OBJECTIVE:
Pick out and copy every line of the listing that contains the word "scarf". Case counts.

ENTRIES:
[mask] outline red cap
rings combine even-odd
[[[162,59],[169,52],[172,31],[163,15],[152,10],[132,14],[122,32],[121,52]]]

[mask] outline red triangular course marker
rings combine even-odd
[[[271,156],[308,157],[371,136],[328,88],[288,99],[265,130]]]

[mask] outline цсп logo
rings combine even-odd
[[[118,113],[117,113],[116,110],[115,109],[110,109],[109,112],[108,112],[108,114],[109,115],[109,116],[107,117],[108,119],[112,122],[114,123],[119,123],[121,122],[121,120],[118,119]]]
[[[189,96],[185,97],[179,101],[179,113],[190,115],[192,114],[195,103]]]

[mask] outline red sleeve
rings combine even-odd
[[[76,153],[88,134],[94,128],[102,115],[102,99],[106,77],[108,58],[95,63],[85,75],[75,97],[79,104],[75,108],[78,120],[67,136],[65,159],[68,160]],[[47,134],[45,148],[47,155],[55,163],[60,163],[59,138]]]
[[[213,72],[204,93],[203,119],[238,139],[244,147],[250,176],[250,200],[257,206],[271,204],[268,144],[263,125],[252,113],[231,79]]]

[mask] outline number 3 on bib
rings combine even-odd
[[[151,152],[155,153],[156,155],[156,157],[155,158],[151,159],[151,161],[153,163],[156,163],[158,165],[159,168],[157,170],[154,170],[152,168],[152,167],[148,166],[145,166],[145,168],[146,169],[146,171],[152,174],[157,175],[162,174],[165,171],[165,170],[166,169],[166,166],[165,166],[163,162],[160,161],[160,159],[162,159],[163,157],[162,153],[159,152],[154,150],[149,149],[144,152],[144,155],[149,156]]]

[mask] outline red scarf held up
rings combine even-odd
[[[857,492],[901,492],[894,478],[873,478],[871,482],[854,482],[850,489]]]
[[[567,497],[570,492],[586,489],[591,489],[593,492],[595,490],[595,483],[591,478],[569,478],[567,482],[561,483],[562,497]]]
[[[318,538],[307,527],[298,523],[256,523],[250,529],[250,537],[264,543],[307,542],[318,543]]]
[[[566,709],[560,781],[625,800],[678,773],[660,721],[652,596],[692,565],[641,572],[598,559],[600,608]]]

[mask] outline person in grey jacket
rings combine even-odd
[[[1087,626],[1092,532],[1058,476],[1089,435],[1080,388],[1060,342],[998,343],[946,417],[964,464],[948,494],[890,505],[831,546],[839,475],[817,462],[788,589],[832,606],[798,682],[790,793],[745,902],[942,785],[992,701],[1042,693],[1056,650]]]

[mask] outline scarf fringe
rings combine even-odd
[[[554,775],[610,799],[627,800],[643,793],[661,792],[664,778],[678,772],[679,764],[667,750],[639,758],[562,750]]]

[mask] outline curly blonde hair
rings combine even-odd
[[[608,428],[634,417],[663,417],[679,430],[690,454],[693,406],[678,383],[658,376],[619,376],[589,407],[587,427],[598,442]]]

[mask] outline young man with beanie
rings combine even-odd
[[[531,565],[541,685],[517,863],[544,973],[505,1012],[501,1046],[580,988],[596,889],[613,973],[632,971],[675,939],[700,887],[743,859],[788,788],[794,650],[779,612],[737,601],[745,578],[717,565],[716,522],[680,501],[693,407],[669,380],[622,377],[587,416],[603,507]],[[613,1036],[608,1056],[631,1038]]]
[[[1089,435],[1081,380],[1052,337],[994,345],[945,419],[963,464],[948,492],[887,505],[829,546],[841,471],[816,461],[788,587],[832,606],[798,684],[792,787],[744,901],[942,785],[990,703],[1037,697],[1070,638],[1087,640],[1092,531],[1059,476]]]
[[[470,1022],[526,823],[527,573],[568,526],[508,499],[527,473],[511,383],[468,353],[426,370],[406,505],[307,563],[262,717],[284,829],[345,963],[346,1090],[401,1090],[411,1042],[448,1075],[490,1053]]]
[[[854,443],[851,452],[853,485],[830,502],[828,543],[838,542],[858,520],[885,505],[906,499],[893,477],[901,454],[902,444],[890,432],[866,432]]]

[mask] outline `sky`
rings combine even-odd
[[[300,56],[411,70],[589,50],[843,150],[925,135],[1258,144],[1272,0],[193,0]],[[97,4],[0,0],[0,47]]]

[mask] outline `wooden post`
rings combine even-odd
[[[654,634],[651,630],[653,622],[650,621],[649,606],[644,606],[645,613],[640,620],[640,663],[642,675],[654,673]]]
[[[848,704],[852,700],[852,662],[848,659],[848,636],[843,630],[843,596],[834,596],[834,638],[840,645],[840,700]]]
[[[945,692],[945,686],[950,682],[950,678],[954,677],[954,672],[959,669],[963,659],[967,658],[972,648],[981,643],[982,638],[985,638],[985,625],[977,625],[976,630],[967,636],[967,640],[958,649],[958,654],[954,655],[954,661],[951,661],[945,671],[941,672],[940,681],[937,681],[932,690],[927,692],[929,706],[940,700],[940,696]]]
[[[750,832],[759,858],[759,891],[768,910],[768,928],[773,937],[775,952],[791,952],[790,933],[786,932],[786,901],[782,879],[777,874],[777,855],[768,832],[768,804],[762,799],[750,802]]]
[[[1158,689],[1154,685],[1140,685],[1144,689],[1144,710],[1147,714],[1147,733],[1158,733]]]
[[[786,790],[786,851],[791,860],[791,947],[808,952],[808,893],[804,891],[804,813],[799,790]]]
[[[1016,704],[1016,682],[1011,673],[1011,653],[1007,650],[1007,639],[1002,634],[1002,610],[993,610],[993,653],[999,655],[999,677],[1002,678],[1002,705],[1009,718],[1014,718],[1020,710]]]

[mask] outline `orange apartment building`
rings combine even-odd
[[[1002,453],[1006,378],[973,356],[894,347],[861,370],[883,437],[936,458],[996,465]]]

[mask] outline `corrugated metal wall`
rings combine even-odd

THE COMPLETED TASK:
[mask] outline red scarf held up
[mask] outline scarf fringe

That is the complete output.